## Start ENTRIES PROVIDED

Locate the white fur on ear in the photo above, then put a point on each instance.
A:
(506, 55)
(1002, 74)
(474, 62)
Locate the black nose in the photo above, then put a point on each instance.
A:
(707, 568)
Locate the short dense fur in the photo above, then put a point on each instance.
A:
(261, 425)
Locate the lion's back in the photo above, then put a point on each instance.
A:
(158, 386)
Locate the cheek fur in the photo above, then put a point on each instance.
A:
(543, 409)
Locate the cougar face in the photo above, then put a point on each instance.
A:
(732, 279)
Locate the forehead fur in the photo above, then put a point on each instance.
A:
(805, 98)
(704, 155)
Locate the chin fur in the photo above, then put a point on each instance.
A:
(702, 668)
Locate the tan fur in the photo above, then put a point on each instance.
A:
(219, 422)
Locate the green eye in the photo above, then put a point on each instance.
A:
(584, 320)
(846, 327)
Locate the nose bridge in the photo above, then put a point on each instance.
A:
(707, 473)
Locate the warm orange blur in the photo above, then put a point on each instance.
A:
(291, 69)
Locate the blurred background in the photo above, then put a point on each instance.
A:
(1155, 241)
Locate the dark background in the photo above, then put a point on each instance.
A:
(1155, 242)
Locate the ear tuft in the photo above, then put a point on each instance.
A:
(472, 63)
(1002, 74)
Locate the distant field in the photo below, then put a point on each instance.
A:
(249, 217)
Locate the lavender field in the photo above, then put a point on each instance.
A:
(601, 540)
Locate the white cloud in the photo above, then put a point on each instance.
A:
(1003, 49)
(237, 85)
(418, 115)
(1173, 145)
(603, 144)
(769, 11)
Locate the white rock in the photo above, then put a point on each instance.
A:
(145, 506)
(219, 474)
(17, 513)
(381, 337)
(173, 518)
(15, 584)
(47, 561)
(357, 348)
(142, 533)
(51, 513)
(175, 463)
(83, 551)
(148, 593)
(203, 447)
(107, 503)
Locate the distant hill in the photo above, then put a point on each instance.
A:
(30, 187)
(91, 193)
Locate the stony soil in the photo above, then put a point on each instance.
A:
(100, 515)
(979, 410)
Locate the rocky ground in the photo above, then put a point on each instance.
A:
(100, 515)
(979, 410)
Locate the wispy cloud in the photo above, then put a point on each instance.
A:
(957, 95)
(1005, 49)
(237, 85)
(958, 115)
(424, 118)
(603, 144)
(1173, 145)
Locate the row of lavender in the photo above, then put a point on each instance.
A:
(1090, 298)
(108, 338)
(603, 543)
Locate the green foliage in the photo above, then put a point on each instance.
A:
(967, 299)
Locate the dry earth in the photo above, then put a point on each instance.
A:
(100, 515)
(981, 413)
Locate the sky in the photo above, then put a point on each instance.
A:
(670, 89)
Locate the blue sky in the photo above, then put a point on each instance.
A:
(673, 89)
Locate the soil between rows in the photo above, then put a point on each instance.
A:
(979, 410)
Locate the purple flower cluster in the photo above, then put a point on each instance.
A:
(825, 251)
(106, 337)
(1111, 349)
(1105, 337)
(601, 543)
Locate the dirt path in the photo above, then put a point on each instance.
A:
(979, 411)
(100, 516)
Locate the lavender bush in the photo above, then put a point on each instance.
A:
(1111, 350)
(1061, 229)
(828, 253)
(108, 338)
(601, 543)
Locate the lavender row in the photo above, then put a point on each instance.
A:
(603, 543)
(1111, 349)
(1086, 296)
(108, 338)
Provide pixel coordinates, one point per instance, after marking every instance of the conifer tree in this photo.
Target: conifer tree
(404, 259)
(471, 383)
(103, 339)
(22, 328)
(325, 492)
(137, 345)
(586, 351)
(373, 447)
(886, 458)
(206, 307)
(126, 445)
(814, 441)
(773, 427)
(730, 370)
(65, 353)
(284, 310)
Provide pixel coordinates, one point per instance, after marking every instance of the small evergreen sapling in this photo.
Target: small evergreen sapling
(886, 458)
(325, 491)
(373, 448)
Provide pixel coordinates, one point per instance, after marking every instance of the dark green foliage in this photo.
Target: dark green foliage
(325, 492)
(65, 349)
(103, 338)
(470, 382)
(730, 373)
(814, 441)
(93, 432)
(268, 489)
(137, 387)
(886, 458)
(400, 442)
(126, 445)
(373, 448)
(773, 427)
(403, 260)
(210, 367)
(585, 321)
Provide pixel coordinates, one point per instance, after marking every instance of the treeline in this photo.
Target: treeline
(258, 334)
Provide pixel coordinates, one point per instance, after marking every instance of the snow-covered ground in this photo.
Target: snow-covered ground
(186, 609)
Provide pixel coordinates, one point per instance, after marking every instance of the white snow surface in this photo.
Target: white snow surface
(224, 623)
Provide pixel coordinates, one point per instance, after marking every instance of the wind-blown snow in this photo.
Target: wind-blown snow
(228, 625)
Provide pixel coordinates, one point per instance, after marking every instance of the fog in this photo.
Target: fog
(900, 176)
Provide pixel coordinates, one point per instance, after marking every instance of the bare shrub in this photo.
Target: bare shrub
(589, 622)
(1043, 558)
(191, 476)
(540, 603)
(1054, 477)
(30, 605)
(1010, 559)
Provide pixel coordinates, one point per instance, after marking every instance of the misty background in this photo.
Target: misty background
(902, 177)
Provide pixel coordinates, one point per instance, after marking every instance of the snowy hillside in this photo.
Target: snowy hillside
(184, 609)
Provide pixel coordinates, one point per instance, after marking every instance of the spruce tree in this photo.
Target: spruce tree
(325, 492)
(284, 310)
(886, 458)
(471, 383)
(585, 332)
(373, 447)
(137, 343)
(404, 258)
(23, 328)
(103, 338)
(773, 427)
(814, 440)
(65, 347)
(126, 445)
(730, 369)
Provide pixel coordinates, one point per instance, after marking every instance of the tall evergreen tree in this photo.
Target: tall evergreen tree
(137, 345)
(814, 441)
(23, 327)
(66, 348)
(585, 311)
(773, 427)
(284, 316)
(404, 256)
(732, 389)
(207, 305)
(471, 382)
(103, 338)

## End ENTRIES PROVIDED

▶ **SHORT TASK**
Switch each "photo" in the lines above to "image", and give all of the lines again with everything else unchanged.

▶ **RIGHT ANSWER**
Locate the white fur on ear in the image above, then put a point on each instance.
A:
(506, 55)
(1002, 74)
(474, 62)
Locate the black nose in the image above, then put a point on each instance.
A:
(707, 568)
Locate the short dense fur in the image above, then put a point on each instance.
A:
(261, 425)
Locate the lion's back in the image above, then put a point on each instance.
A:
(158, 386)
Locate the cheek fur in the image above, then put a point on each instance.
A:
(543, 409)
Locate the cougar face in the image above, then put a point on each instance.
A:
(732, 279)
Locate the forehead fur in the image above, then put a point on each instance.
A:
(805, 98)
(704, 155)
Locate the chin fur in the image above, then put a point on each instance.
A:
(702, 668)
Locate the tan fur in the image above, then put a point on each instance.
A:
(219, 422)
Locate the green eye in the image above, then put a point on each instance.
A:
(584, 320)
(846, 327)
Locate the nose bridge in the image above, then put a point on each instance.
A:
(707, 473)
Locate the warm orange blur in the image above, then put a point on each instance.
A:
(291, 69)
Locate the blurred background in the image above, then put a point on each instance.
A:
(1155, 241)
Locate the dark background in the image above, then put a point on each instance.
A:
(1155, 242)
Locate the ear tuft in the image above, then put a point on each instance.
A:
(472, 63)
(1002, 74)
Locate the distant field in the image below, then put a point on each instance.
A:
(249, 217)
Locate the lavender field in the image above, then put a point on each instance.
A:
(601, 540)
Locate the white cloud in the image above, then put a point on each instance.
A:
(1003, 49)
(237, 85)
(418, 115)
(1173, 145)
(603, 144)
(769, 11)
Locate the white rock in the image above, then put a point on each instance.
A:
(145, 506)
(219, 474)
(17, 513)
(381, 337)
(173, 518)
(15, 584)
(47, 561)
(357, 348)
(142, 533)
(51, 513)
(175, 463)
(83, 551)
(148, 593)
(203, 447)
(107, 503)
Locate the distant hill in the image above, then put a point on each instance.
A:
(30, 187)
(91, 193)
Locate the stony soil in the image above, then put a point on each instance.
A:
(100, 515)
(979, 410)
Locate the rocky ground in the image above, then put a point on each instance.
A:
(100, 515)
(979, 410)
Locate the wispy cloud in the image above, then put a point on each instance.
A:
(957, 95)
(1005, 49)
(237, 85)
(958, 115)
(424, 118)
(603, 144)
(1173, 145)
Locate the row of lavender in the image above, then put a point on each instance.
A:
(1090, 298)
(108, 338)
(603, 543)
Locate the green foliage in the image above, then put a point on each instance.
A:
(967, 299)
Locate the dry earth in the image above, then put a point on each instance.
A:
(100, 515)
(981, 413)
Locate the sky in the image above, then put a point on each instance.
A:
(670, 89)
Locate the blue sky in the image above, then put a point on each instance.
A:
(673, 89)
Locate the soil between rows in the image above, then put a point on each instance.
A:
(979, 410)
Locate the purple flower cluster in the image above, then put a point on each instance.
A:
(825, 251)
(106, 337)
(1111, 349)
(1105, 337)
(601, 543)
Locate the dirt path in the image above, then put a point on each instance.
A:
(979, 411)
(100, 516)
Locate the lavender bush in the image above, then put a point on each instance.
A:
(1111, 350)
(1061, 229)
(828, 253)
(108, 338)
(601, 543)
Locate the lavender row in the image above, then put a point on each instance.
A:
(603, 543)
(1111, 349)
(1086, 296)
(108, 338)
Provide pixel coordinates, one point per instance, after marking every instance of the conifer tree in this image.
Target: conifer tree
(404, 259)
(471, 383)
(103, 339)
(22, 328)
(325, 492)
(137, 345)
(586, 351)
(373, 447)
(886, 458)
(206, 307)
(126, 445)
(814, 441)
(773, 427)
(730, 370)
(65, 353)
(284, 310)
Provide pixel coordinates, one point per instance, after marking every instance of the small evergreen sapling in this image.
Target: small evergreen sapling
(886, 458)
(325, 491)
(373, 448)
Provide pixel coordinates, one point per instance, after marking every instance of the dark green foliage in this image.
Target: dark green foliage
(325, 492)
(65, 349)
(103, 338)
(470, 382)
(730, 373)
(814, 441)
(93, 432)
(268, 489)
(137, 387)
(886, 458)
(400, 442)
(126, 445)
(373, 448)
(773, 427)
(403, 260)
(210, 367)
(585, 321)
Provide pixel coordinates, one point per instance, after marking every instance of the treeline in this image.
Target: treeline
(258, 334)
Provide pixel coordinates, one point per instance, after marking every instance of the snow-covered ground in this image.
Target: snow-covered ground
(186, 609)
Provide pixel coordinates, one point per instance, after marking every instance of the white snow surface in this image.
Target: white snow surface
(224, 623)
Provide pixel coordinates, one point per instance, after marking every instance of the wind-blown snow in this image.
Target: wind-blown snow
(228, 625)
Provide pixel coordinates, one point per instance, after marking every instance of the fog in this image.
Target: fog
(900, 176)
Provide pixel coordinates, one point per instance, after marking every instance of the bare shrub in this image.
Target: bare shrub
(589, 622)
(1043, 558)
(191, 476)
(540, 603)
(1054, 477)
(30, 605)
(1010, 559)
Provide pixel coordinates, one point per instance, after marking every instance of the misty background in this image.
Target: misty background
(902, 177)
Provide pixel coordinates, one point per instance, after marking every instance of the snowy hillside in this image.
Target: snowy hillside
(184, 609)
Provide pixel coordinates, one point per instance, after marking every instance of the spruce tree in this image.
Target: spruce tree
(325, 492)
(284, 310)
(886, 458)
(471, 383)
(585, 332)
(373, 447)
(137, 343)
(404, 258)
(23, 328)
(103, 338)
(773, 427)
(814, 440)
(65, 347)
(126, 445)
(730, 369)
Provide pixel coordinates, one point per instance, after marking every instance of the tall evergreen tree in this image.
Target: tall evergreen tree
(137, 345)
(814, 441)
(23, 327)
(66, 348)
(585, 311)
(773, 427)
(284, 316)
(404, 256)
(732, 389)
(207, 305)
(471, 382)
(103, 338)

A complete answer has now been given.